Problem requirements ->
Could you return every record below exactly as it is written?

Start of Entries shown

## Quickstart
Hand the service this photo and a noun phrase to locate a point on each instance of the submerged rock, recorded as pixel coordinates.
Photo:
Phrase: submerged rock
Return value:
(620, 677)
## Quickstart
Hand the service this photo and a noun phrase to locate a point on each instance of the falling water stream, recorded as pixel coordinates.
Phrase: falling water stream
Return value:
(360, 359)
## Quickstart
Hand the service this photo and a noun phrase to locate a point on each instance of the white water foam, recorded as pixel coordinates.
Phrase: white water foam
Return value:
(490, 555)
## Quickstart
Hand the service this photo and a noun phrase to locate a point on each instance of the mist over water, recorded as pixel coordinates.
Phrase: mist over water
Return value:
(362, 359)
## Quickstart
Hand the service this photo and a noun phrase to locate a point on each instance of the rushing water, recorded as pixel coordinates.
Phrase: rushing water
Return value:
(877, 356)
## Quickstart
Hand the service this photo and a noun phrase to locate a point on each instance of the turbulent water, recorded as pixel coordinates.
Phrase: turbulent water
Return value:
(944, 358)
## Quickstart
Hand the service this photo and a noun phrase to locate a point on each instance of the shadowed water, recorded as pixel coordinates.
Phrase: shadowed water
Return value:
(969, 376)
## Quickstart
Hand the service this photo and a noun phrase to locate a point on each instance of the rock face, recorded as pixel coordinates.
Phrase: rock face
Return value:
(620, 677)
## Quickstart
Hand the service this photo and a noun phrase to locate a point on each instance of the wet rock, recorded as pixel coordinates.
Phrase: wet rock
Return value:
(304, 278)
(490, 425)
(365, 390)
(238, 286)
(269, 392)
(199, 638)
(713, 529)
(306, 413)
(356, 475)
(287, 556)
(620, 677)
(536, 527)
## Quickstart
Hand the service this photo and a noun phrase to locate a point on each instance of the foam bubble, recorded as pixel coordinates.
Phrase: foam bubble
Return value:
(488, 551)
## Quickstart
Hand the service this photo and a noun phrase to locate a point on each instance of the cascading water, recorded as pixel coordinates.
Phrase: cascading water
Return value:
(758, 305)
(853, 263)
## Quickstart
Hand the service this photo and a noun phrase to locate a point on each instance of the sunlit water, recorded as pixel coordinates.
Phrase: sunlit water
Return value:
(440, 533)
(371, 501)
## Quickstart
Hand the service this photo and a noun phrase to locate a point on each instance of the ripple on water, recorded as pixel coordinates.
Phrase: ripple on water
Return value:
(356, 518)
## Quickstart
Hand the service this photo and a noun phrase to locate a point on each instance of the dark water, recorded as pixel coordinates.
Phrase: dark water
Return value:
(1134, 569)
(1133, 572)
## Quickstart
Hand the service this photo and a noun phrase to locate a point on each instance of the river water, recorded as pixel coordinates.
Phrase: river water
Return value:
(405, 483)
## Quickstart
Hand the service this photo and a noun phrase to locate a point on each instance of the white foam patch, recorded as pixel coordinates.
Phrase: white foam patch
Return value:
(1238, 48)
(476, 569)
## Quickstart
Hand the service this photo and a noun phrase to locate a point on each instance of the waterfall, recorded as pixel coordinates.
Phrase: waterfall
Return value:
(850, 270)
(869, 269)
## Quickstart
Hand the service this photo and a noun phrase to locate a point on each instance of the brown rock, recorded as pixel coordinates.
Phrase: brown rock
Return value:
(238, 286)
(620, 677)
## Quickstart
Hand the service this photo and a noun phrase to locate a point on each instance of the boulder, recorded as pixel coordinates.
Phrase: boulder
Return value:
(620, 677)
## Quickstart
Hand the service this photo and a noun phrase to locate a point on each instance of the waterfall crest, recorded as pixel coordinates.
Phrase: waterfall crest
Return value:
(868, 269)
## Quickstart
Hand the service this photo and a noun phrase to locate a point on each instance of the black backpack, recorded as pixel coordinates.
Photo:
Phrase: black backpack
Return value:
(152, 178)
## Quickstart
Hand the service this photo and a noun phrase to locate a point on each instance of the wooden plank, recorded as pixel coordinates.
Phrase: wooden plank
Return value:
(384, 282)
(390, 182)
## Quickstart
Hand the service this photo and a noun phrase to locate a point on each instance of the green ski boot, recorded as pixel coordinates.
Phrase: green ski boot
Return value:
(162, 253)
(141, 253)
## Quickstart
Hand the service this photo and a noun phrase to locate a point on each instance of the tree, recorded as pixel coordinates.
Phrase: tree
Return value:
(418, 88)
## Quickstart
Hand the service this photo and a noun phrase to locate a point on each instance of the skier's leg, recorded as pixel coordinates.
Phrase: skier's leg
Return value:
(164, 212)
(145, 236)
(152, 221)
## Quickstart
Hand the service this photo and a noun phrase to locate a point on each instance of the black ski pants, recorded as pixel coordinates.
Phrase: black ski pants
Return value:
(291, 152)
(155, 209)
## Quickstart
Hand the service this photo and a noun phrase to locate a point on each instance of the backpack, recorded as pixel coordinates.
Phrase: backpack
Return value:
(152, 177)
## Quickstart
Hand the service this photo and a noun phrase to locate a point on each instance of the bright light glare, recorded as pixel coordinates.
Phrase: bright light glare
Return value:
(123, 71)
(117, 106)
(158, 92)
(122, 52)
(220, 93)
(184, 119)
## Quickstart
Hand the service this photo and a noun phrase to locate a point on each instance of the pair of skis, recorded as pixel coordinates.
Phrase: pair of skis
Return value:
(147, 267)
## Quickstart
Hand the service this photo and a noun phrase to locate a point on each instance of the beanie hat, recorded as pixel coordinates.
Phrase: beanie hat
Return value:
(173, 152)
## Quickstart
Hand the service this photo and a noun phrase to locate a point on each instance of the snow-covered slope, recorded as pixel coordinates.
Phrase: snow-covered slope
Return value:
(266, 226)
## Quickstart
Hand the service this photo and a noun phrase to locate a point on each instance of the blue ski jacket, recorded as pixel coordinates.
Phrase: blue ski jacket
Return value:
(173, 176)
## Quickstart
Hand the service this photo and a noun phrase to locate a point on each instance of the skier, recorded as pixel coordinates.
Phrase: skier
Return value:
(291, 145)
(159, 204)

End of Entries shown

Task output ->
## Quickstart
Hand the service this photo and a noun phrase to locate a point on each instance of the submerged rock, recorded as pixel coordinates.
Photo:
Phrase: submerged rock
Return value:
(620, 677)
## Quickstart
Hand the service this photo and a noun phrase to locate a point on each instance of the falling water stream, recorded as pixel coordinates.
Phrase: falling water stream
Return value:
(360, 359)
## Quickstart
Hand the service this photo and a noun phrase to locate a point on each instance of the white water foam, recorded as pixel coordinates.
Phrase: white water foam
Return value:
(490, 555)
## Quickstart
Hand the service this photo and a noun phrase to locate a point on each instance of the mist over water, recorded as pixel coordinates.
Phrase: mist over water
Return value:
(362, 359)
## Quickstart
Hand the service this photo and a noun phrase to locate a point on each instance of the rushing water, recorded as pixel coordinates.
Phrase: rushing water
Return value:
(877, 356)
## Quickstart
Hand the service this photo and a noun phrase to locate a point on each instance of the turbulent water, recorded as pixel coordinates.
Phrase: turbulent water
Return value:
(944, 358)
## Quickstart
Hand the service this photo and a noun phrase to locate a point on each instance of the shadowed water, recorded as pixel coordinates.
Phrase: shadowed water
Return value:
(969, 376)
## Quickstart
Hand the service this photo and a noun phrase to locate a point on each instance of the rock face, recorded as pixel coordinates.
Phrase: rock face
Return value:
(620, 677)
## Quickstart
Hand the service this photo and a noun phrase to locate a point on each instance of the wet rock, recorded as pixel coordinates.
Phrase: wet rock
Return value:
(304, 278)
(490, 425)
(365, 390)
(238, 286)
(269, 392)
(199, 638)
(713, 529)
(306, 413)
(356, 475)
(287, 556)
(620, 677)
(536, 527)
## Quickstart
Hand the service this photo and a noun phrase to locate a point on each instance of the foam bubble, recorded as pixel coordinates.
Phrase: foam bubble
Return value:
(488, 551)
## Quickstart
Hand the service this photo and a noun phrase to locate a point on each instance of the cascading water, recorded as pixel coordinates.
Phrase: cascading water
Return value:
(758, 305)
(853, 263)
## Quickstart
Hand the service this photo and a noun phrase to locate a point on each instance of the sunlit water, recorded as pixel coordinates.
Phrase: sunlit water
Return value:
(440, 533)
(371, 501)
## Quickstart
Hand the service this photo and a noun phrase to locate a point on each instance of the ripple on water, recorded as pixel coordinates.
Phrase: ripple on water
Return value:
(356, 518)
## Quickstart
Hand the service this photo and a noun phrase to locate a point on each instance of the dark water, recorded as pixel coordinates.
Phrase: dark water
Return value:
(1134, 569)
(1133, 572)
## Quickstart
Hand the service this photo and a noun phrase to locate a point on each instance of the river water, recorded as pixel coordinates.
Phrase: river water
Return value:
(405, 483)
## Quickstart
Hand the service this photo and a noun phrase to locate a point on each instance of the white foam patch, recorded as pixel coordinates.
Phrase: white foam patch
Return value:
(1238, 48)
(476, 569)
## Quickstart
Hand the service this photo and a noun phrase to locate a point on each instance of the waterfall, recorded as pixel coordinates.
Phrase: waterfall
Return value:
(850, 270)
(869, 269)
## Quickstart
Hand the service this photo and a noun phrase to locate a point on each instance of the brown rock, recorded as pixel coordinates.
Phrase: brown rock
Return value:
(238, 286)
(620, 677)
## Quickstart
Hand the service this photo and a noun phrase to locate a point on each instance of the boulder, recorded as pixel coordinates.
Phrase: boulder
Return value:
(620, 677)
## Quickstart
Hand the service this photo and a noun phrase to locate a point on each instance of the waterfall crest, recorded as pixel coordinates.
Phrase: waterfall crest
Return value:
(868, 269)
## Quickstart
Hand the service this photo and a noun phrase to locate a point on each instance of the black backpack, recorded as pixel coordinates.
Photo:
Phrase: black backpack
Return value:
(152, 178)
## Quickstart
Hand the service this photo and a noun phrase to locate a point on each instance of the wooden plank, recorded as pixel coordinates.
Phrase: wooden plank
Return value:
(384, 282)
(390, 182)
## Quickstart
Hand the service this photo and a noun phrase to locate a point on each instance of the green ski boot, recorded as pixel coordinates.
Phrase: green ski boot
Return value:
(162, 253)
(141, 253)
## Quickstart
Hand the service this photo and a noun phrase to locate a point on each instance of the tree, recorded as pixel coordinates.
Phrase: tree
Return value:
(418, 88)
## Quickstart
Hand the service this photo and a noun phrase to locate a point on each instance of the skier's leg, recorded as pixel coordinates.
Phrase: skier's leg
Return value:
(164, 212)
(145, 236)
(152, 221)
## Quickstart
Hand the service this photo and a noun phrase to locate a point on each instance of the black ski pants, recorded as pixel coordinates.
Phrase: black ski pants
Return value:
(291, 152)
(155, 209)
## Quickstart
Hand the service this photo and a noun phrase to locate a point on each instance of the backpack, recorded as pixel coordinates.
Phrase: backpack
Return value:
(152, 177)
## Quickstart
Hand the service this photo and a noun phrase to locate a point on each instance of the bright light glare, recorded as pixel coordinates.
Phrase: bright light glare
Return value:
(123, 71)
(117, 106)
(158, 92)
(122, 52)
(220, 93)
(184, 119)
## Quickstart
Hand the service this photo and a noun phrase to locate a point on each instance of the pair of skis, recorded as pixel coordinates.
Phrase: pair of skis
Return value:
(147, 267)
## Quickstart
Hand the service this photo and a noun phrase to locate a point on each instance of the beanie hat, recorded as pixel coordinates.
Phrase: beanie hat
Return value:
(173, 152)
## Quickstart
Hand the service this photo and a noun phrase to locate a point on each instance of the snow-covered slope, recorded as pixel coordinates.
Phrase: snow-covered slope
Return value:
(266, 226)
## Quickstart
Hand the service this photo and a noun phrase to locate a point on each instance of the blue ski jacket, recorded as pixel coordinates.
Phrase: blue ski jacket
Return value:
(173, 176)
## Quickstart
Hand the service this photo and a noun phrase to locate a point on each instance of the skier, recorded as pixel coordinates.
Phrase: skier
Return value:
(291, 145)
(159, 204)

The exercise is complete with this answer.